═══ DATA EXCERPTS

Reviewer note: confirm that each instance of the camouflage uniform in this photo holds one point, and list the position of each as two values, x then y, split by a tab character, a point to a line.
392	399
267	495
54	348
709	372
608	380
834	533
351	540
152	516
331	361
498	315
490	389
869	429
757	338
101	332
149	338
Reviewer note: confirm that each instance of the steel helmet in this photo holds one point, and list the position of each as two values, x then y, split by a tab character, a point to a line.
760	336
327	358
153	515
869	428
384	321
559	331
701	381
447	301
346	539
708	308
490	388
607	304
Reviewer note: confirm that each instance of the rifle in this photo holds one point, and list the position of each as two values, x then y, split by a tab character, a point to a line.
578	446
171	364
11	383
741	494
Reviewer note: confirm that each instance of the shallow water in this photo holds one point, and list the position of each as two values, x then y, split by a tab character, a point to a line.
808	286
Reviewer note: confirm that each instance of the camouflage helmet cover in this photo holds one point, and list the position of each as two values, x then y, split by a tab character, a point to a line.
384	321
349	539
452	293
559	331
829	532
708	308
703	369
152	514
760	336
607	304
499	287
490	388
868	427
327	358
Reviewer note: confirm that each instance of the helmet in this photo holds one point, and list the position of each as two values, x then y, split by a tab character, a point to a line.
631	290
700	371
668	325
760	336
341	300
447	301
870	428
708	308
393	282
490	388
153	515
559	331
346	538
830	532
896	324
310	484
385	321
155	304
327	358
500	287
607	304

══════
═══ DATA EXCERPTS

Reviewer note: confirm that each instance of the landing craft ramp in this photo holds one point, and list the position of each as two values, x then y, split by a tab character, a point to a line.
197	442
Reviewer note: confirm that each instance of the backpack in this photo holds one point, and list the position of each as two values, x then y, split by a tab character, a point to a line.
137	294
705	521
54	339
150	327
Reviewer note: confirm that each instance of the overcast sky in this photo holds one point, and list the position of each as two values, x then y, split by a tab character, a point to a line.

══════
═══ DATA EXCERPTS

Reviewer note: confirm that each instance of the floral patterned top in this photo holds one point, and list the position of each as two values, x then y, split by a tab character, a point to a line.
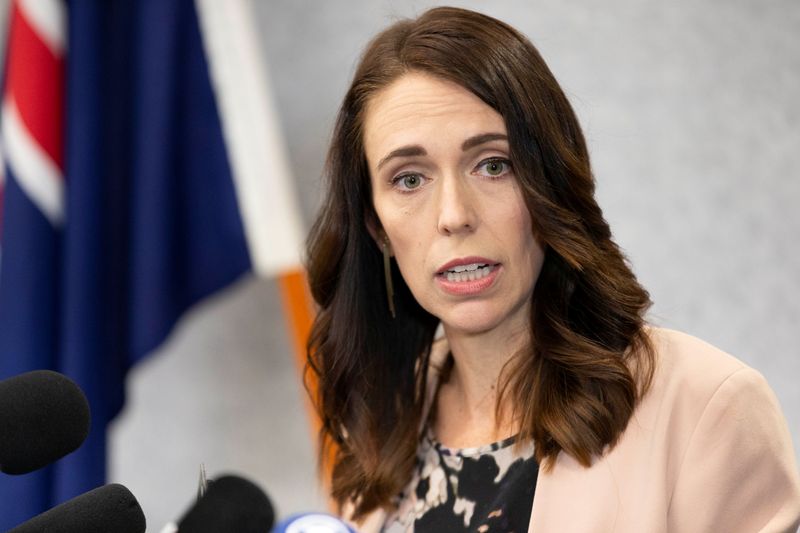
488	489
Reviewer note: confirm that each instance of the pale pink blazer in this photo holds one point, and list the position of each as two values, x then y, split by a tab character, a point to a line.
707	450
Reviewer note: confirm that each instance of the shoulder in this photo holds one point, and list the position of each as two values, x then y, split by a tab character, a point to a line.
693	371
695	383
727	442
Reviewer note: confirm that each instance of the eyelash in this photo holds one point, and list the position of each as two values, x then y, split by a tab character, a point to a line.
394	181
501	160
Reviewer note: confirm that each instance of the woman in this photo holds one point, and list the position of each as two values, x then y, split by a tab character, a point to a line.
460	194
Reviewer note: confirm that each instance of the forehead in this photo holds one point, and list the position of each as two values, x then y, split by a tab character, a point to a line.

══════

• _PROBLEM_: Swap "backpack" for "rucksack" in the listing lines starting with the line containing "Reviewer note: confirm that each instance of the backpack" and going on through the line containing "Reviewer note: confirm that each instance of the overcast". Leave all else unchanged and give back only those lines.

• _ANSWER TO THIS TASK_:
Reviewer note: confirm that each instance of the rucksack in this photo holds one point, and list the position of each as two values, x then y, split by a tab character, a point to a line.
137	294
705	521
54	339
150	327
Reviewer note: confirm that each instance of the overcast sky in this photo holds one point, and list the position of each as two values, x then y, split by a tab character, a point to a line.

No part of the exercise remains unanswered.